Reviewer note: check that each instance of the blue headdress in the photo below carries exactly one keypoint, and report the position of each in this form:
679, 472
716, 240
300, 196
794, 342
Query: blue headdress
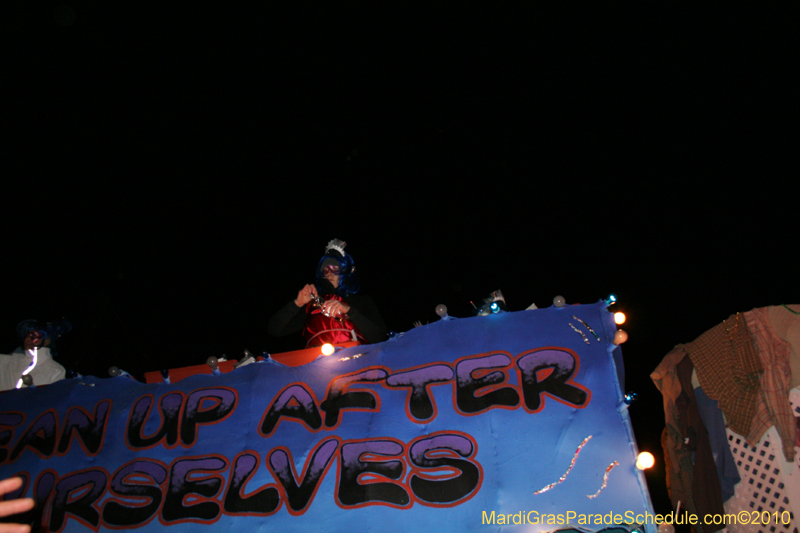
49, 330
335, 255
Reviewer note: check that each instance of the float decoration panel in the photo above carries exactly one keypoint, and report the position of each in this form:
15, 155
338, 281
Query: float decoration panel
463, 424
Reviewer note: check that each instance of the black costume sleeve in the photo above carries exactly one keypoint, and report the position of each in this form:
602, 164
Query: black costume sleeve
365, 316
289, 319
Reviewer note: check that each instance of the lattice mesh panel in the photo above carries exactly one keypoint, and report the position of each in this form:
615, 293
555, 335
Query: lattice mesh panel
769, 484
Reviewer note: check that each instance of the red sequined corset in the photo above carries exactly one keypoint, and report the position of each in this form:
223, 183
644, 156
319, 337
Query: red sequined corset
320, 329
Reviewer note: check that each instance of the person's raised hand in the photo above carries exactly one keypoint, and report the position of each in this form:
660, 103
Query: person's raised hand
305, 295
12, 507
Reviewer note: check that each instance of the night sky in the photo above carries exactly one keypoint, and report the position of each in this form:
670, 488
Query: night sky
171, 175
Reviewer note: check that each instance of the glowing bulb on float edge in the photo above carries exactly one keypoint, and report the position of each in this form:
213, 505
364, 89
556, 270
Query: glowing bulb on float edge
645, 460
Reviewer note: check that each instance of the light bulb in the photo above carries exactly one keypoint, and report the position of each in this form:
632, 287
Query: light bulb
645, 460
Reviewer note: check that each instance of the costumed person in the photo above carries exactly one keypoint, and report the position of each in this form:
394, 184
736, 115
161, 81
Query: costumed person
35, 357
330, 310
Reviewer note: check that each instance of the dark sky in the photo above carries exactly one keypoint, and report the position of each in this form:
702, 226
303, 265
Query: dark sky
172, 174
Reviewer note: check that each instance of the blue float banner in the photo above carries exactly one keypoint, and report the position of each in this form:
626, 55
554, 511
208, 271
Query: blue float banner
465, 424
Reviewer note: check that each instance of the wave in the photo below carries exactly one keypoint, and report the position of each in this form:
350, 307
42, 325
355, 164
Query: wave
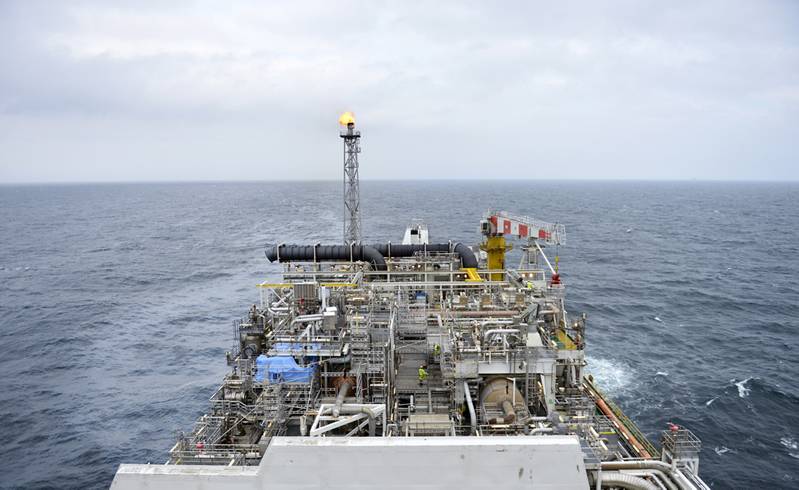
612, 376
743, 390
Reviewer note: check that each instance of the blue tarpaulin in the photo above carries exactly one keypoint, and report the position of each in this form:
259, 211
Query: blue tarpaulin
290, 348
281, 369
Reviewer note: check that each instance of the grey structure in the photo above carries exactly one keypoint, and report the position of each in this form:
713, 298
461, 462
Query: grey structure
415, 365
352, 195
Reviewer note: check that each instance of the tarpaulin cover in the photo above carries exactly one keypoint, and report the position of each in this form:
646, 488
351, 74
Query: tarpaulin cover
292, 348
281, 369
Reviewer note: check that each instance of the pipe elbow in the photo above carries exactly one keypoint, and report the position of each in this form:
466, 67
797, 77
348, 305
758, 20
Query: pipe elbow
468, 260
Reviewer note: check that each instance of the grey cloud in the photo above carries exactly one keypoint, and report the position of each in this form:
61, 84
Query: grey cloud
101, 91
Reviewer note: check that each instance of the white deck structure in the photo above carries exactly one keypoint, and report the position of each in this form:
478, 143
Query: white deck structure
383, 462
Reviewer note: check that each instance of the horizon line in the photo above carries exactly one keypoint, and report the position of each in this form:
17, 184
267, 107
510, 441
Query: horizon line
469, 180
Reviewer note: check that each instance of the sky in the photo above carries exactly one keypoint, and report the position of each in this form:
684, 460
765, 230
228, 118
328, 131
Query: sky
186, 91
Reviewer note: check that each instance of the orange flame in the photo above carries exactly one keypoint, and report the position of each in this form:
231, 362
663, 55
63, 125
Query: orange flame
346, 118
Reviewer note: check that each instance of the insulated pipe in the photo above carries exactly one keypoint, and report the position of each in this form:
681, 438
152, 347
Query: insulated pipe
623, 480
468, 260
343, 389
498, 331
369, 414
661, 477
326, 253
651, 464
510, 413
470, 404
375, 253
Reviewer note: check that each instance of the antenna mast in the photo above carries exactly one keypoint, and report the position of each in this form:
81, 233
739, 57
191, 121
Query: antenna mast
352, 196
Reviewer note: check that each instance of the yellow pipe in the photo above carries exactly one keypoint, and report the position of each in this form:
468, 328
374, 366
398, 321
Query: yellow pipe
471, 274
275, 285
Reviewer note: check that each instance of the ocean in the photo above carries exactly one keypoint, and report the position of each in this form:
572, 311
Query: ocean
117, 302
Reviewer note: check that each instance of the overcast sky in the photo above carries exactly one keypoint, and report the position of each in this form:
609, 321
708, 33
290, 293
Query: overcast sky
137, 91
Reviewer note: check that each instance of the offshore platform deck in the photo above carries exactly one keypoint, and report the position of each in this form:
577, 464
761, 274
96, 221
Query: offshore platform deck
416, 365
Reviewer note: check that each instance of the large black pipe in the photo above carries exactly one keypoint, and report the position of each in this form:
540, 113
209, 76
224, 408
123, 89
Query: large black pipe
326, 253
375, 253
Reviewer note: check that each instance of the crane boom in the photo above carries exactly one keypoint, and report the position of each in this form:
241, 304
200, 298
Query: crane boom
504, 223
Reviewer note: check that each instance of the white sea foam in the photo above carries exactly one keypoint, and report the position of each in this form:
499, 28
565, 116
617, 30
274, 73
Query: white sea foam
743, 391
789, 442
610, 375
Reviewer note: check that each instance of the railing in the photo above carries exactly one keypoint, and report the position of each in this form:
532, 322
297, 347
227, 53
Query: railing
681, 443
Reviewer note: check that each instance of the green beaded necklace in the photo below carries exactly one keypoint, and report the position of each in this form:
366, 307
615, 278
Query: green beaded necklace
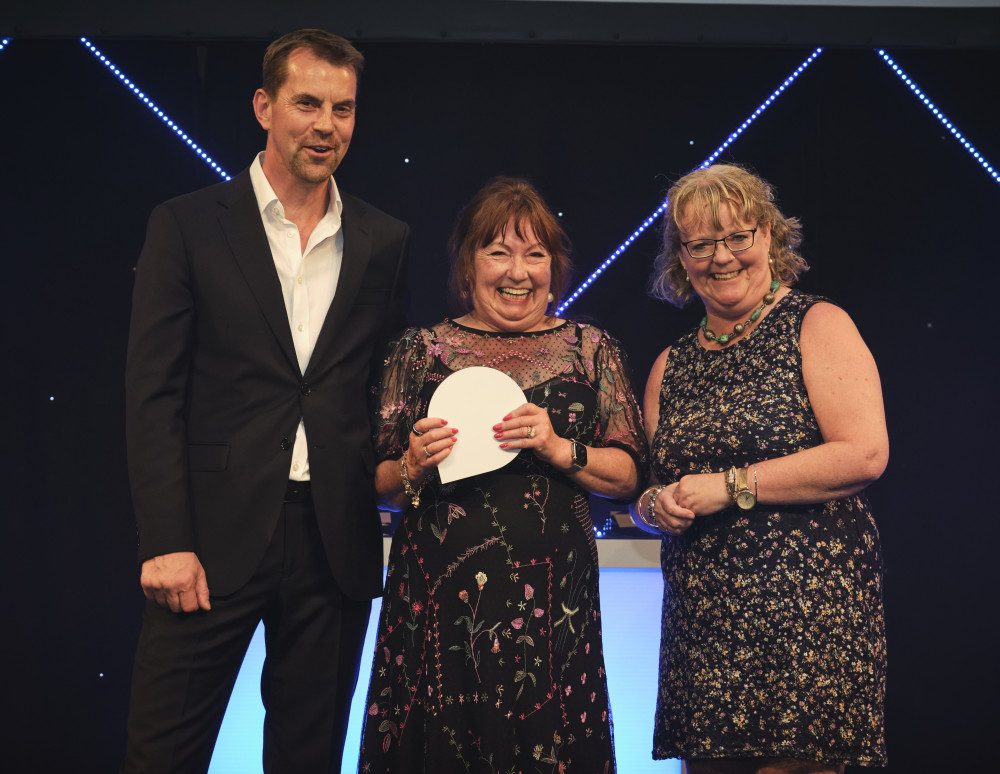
738, 329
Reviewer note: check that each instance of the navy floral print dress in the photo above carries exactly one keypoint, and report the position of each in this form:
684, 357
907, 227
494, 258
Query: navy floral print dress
488, 657
773, 638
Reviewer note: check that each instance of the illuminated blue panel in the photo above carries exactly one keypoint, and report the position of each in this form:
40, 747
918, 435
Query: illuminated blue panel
630, 617
710, 160
156, 111
940, 116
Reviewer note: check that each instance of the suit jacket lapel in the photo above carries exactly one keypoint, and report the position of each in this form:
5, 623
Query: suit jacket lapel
357, 254
239, 217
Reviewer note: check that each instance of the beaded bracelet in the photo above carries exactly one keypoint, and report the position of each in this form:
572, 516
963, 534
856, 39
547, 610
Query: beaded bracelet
413, 494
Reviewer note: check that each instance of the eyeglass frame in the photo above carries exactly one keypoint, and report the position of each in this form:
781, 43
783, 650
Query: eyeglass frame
753, 239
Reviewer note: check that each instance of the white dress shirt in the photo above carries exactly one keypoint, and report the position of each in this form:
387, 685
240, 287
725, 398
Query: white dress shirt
308, 279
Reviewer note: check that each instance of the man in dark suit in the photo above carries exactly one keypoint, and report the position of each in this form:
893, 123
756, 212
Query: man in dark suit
260, 307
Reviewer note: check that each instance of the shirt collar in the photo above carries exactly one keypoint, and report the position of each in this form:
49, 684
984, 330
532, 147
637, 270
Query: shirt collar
267, 198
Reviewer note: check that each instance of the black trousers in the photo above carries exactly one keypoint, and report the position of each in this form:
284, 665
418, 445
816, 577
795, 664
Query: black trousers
186, 664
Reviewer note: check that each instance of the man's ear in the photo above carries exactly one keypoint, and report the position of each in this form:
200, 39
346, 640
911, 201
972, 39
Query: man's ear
262, 109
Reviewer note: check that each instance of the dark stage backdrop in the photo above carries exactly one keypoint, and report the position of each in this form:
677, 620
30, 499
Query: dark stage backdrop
900, 225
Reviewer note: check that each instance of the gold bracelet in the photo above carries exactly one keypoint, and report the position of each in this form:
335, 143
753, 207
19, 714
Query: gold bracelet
731, 484
650, 496
413, 494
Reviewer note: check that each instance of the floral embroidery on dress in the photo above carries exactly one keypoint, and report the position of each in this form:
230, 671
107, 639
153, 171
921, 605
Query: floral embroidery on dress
773, 636
488, 654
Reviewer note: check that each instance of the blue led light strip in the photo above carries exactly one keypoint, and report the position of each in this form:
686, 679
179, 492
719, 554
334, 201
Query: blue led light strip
940, 116
663, 205
156, 111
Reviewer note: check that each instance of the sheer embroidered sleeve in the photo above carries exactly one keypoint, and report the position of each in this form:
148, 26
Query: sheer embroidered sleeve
403, 375
618, 408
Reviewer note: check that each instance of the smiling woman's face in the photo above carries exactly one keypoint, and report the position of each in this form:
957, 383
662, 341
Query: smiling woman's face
730, 284
511, 284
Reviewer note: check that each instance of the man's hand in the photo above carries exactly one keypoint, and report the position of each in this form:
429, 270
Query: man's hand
176, 581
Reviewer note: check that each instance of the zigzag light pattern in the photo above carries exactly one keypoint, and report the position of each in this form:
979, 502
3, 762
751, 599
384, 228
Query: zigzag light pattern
710, 160
940, 116
156, 111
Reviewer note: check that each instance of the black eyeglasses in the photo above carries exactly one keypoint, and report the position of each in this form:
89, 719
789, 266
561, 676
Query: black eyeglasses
699, 249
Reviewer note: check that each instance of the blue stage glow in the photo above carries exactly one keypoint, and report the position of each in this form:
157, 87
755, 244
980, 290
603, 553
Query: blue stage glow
155, 110
710, 160
940, 116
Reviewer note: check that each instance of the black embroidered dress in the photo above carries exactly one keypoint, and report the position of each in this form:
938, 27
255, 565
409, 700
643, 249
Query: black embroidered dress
773, 638
489, 656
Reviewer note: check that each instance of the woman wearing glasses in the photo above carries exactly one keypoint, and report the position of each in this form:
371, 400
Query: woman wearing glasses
765, 423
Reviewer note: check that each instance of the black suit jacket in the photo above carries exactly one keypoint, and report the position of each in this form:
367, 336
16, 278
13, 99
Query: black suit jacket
214, 393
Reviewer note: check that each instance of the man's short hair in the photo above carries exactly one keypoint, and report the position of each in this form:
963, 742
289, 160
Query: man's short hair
325, 45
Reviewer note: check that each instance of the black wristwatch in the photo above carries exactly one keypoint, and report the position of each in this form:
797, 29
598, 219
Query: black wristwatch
579, 457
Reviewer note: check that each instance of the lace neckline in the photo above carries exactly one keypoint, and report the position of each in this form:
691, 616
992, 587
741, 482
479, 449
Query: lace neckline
508, 334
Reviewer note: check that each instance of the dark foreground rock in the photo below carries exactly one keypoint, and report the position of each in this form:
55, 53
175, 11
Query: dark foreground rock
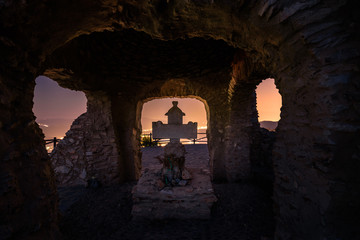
243, 211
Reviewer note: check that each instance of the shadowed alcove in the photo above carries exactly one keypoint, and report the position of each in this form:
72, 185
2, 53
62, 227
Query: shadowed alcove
120, 53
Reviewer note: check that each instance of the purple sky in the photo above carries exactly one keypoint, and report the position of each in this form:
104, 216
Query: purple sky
56, 107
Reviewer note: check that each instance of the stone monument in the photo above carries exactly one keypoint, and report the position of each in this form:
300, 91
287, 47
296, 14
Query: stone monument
173, 191
173, 171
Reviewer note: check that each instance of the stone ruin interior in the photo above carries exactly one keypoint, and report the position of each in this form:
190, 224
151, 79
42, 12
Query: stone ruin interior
124, 53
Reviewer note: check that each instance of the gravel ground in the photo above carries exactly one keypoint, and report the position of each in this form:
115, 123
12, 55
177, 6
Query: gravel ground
243, 211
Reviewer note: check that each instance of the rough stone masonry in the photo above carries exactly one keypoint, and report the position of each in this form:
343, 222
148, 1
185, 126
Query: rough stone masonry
215, 51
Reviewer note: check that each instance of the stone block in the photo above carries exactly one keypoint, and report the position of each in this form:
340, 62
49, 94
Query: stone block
192, 201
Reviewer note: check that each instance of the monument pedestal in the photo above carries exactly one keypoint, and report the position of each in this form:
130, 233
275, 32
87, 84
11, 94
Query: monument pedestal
152, 200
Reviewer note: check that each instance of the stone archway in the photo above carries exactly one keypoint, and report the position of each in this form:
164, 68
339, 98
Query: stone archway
311, 49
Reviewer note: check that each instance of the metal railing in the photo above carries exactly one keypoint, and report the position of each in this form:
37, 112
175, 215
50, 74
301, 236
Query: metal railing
165, 140
54, 141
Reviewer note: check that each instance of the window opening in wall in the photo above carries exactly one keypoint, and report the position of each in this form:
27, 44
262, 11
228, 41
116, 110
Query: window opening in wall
197, 154
268, 101
56, 108
155, 110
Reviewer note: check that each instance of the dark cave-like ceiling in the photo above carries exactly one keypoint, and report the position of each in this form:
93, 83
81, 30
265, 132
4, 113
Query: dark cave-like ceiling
114, 60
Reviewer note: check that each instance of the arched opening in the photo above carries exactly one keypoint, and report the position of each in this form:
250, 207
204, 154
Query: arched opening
268, 102
55, 109
197, 150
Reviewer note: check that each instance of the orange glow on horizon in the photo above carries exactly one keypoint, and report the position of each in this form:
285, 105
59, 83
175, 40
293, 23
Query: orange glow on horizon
155, 110
268, 101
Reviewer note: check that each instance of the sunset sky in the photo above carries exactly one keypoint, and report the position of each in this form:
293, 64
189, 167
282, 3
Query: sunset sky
56, 108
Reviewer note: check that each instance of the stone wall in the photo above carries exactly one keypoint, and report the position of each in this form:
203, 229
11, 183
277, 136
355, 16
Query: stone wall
311, 48
88, 149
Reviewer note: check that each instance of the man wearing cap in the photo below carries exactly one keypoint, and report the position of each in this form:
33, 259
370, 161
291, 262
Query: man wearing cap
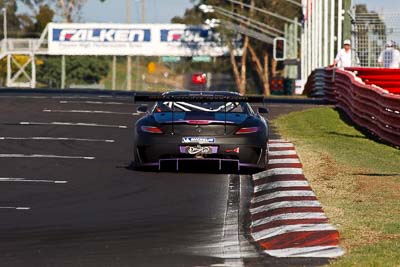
390, 57
343, 58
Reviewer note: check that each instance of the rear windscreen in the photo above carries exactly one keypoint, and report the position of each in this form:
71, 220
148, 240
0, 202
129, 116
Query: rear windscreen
237, 107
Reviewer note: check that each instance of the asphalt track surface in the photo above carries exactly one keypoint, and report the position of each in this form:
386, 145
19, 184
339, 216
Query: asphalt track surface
69, 198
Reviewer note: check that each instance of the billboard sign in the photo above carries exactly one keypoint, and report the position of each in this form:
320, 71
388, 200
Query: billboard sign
176, 40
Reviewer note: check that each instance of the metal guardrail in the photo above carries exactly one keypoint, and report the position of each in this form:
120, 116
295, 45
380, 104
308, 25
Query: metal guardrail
369, 106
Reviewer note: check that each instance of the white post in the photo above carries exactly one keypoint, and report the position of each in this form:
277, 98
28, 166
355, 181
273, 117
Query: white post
128, 58
326, 29
9, 70
309, 39
114, 73
5, 27
320, 34
340, 21
33, 71
332, 33
314, 35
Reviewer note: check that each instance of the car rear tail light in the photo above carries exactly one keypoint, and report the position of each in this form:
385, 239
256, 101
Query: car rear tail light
247, 130
151, 129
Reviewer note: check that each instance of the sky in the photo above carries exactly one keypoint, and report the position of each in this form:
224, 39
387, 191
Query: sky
157, 11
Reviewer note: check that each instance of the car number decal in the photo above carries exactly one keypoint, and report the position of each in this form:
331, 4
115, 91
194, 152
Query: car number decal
198, 140
194, 150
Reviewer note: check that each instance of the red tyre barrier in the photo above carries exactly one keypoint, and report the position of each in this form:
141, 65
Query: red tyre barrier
374, 108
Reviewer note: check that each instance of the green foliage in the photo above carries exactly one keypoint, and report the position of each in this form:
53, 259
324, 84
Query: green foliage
79, 70
13, 21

________________________

WHAT YOU NEED TO DO
Word for word, quote the lines from the line containing "Reviewer note: check that each instance of the car rear" through the end of the material, both included, and nothing else.

COMPLETE ANSWER
Reviewer note: check that each instance of the car rear tail light in the photo above carries exactly one keypoint, and report the position of each in this form:
385, 239
256, 101
Query: car rear tail light
247, 130
151, 129
Reviewer note: check that each instance of the sky in the photo above carries exactly one keypoint, and report the position of each in this form:
224, 39
387, 191
Query: sky
157, 11
Reviewer note: check that each instance of the car number decal in the photo above carries exactly one keypoint, and report the position of each in this form:
331, 4
115, 91
194, 152
Query: car number decal
198, 140
194, 150
Reviewer note: check that each instance of the red tyre barrier in the photo above carries exactly one keypoint, and report the position of each in this form:
141, 65
Query: red tyre barrier
374, 108
Reviewer note: check that each instance of the green foliage in the photo above carries exactly one keypoint, and report the position of each in this form:
53, 259
324, 84
Query: green foliage
79, 70
13, 21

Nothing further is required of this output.